• **AUFGABEN**:
[1] Fasse den Absatz im Auszug über die Gustav Mahler Academy, der mit „Die Streichinstrumente werden zwar“ beginnt, als kurze Liste zusammen. Die wichtigsten Fakten müssen erhalten bleiben.
[2] Zeige jede Zeile der Datensätze, in der die Zeichenfolge „blurred“ vorkommt.

Diese extremen Temposchwankungen klingen für moderne Ohren etwas ungewohnt, gehörten aber zum Ton der romantischen Musik um 1900 – jener Epoche, in der Gustav Mahler wirkte. Den Wiener Originalklang will die Gustav Mahler Academy ins Jahr 2021 holen und spielt dafür Kammermusik böhmisch-österreichischer Komponisten aus dem späten 19. und frühen 20. Jahrhundert – mit Originalinstrumenten und damit einhergehend alter Spieltechnik.
„Eine ganz feine, deutliche Artikulation“, „ein Klicken vor jeder Note“, „Ein expressiver, nasaler Klang“ – mit diesen Worten beschreibt der Koordinator der dreiwöchigen Sommer-Akademie Philipp von Steinaecker die Musik, die die Instrumente aus Gustav Mahlers Zeiten produzieren. “Das sind die Klänge, die diese Komponisten im Ohr hatten, als sie diese Lieder komponierten”, fügt er hinzu und meint damit Janáček, Dvořák und Schubert – die großen Komponisten der Romantik im ehemaligen Kaiserreich Österreich.
Ihre Werke geben die jungen Musikerinnen und Musiker der Mahler Academy in Toblach zum Besten. Doch nicht nur wiedergeben, sondern erleben sollen die Studierenden die Musik, die sie spielen, und sich daher an die Originalinstrumente aus dem 19. Jh. wagen. “Nur drüber lesen oder Aufnahmen hören, ist nicht dasselbe”, fügt von Steinaecker hinzu.
“Das sind die Klänge, die diese Komponisten im Ohr hatten, als sie diese Lieder komponierten.”
Die Streichinstrumente werden zwar heute noch nach demselben Modell gebaut, wie die ersten Geigen, Cellos und Kontrabasse vor 300 Jahren. Doch wurden deren Holzbäuche früher nicht von Stahlsaiten durchzogen, sondern von gewaschenem, gedrehtem Schaftsdarm. Mit ebenjenen Darmsaiten spielen die jungen Musizierenden der diesjährigen Gustav Mahler Academy.
Für die jungen Nachwuchstalente ist das eine Herausforderung: “Bei den Darmsaiten muss man unheimlich aufpassen, dass es nicht gleich anfängt zu kratzen und zu quietschen. Das passiert viel schneller als bei Stahlsaiten”, erzählt die 23-jährige Cellistin Theresa Schneider, die in Oslo an der norwegischen Musikhochschule studiert.
“Man versteht, warum diese Saiten irgendwann nicht mehr benutzt wurden”, bestätigt von Steinaecker, der selbst Cellist ist und verschiedenste internationale Orchester dirigiert hat. Zu kompliziert sei es, darauf zu spielen, zu schnell verstimmten sich die Instrummente. Zudem verlangten die alten Instrumente eine andere Handhabe, bestätigen Musizierende wie Dozierende. Was die jungen Talente durch jahrelange Übung ihren Händen antrainiert haben, müssen sie nun neu denken; mit dem Bogen anders in die Saite reingehen, zum Beispiel, mit einer anderen Geschwindigkeit, als man es gewohnt ist, erzählt Theresa.

• **DATENSÄTZE**:
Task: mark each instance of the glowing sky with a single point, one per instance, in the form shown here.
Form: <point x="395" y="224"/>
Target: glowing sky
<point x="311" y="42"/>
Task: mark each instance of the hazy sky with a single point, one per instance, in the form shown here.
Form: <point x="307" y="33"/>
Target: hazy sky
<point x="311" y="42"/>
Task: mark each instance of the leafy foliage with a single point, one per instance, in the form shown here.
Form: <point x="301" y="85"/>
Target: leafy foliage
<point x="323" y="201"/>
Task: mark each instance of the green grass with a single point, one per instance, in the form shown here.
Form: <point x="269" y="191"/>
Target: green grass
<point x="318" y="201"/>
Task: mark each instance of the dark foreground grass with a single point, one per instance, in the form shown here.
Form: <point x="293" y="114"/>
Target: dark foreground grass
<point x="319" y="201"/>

--

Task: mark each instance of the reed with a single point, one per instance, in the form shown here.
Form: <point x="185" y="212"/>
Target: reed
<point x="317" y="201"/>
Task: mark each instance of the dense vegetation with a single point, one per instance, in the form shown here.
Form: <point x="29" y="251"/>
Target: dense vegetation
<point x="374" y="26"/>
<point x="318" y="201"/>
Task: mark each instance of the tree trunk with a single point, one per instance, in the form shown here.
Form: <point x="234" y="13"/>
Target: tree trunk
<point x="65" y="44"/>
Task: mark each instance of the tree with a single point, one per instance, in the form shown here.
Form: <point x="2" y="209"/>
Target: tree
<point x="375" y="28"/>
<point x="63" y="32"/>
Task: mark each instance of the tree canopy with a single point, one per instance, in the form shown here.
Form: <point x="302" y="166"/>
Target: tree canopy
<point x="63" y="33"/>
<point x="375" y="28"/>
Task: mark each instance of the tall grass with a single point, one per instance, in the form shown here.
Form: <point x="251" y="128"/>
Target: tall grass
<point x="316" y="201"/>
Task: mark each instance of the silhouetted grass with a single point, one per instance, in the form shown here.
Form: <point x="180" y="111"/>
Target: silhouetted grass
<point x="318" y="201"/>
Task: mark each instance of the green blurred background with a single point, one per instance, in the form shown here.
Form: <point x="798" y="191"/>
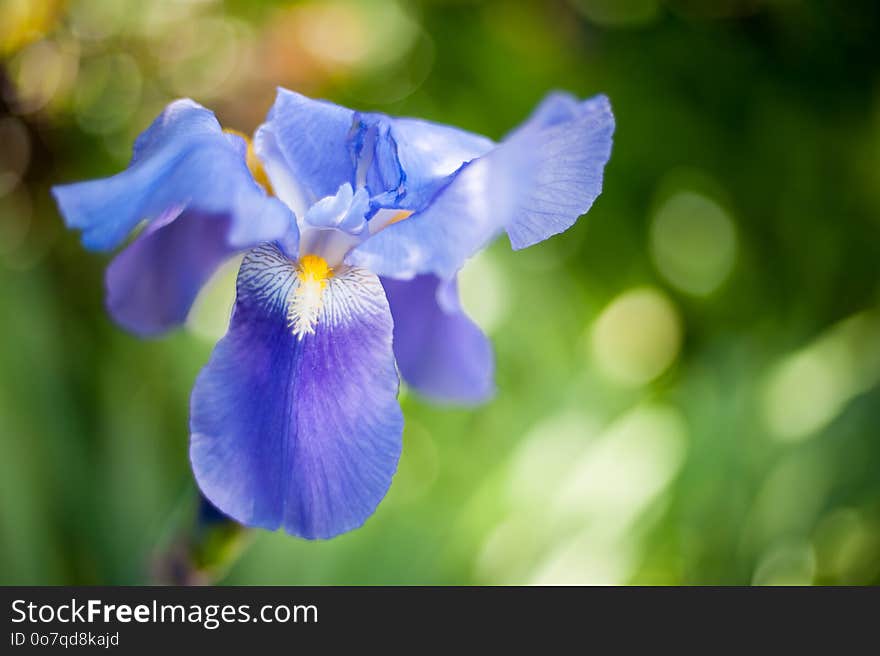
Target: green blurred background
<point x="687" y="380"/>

• **LÖSUNGEN**:
[1]
- Streichinstrumente werden heute noch nach demselben Modell gebaut wie die ersten Geigen, Cellos und Kontrabasse vor 300 Jahren.
- Früher waren sie nicht mit Stahlsaiten bespannt, sondern mit Saiten aus gewaschenem, gedrehtem Darm.
- Die jungen Musizierenden der diesjährigen Gustav Mahler Academy spielen mit diesen Darmsaiten.

[2]
Task: mark each instance of the green blurred background with a single point, one per instance, in the form shown here.
Target: green blurred background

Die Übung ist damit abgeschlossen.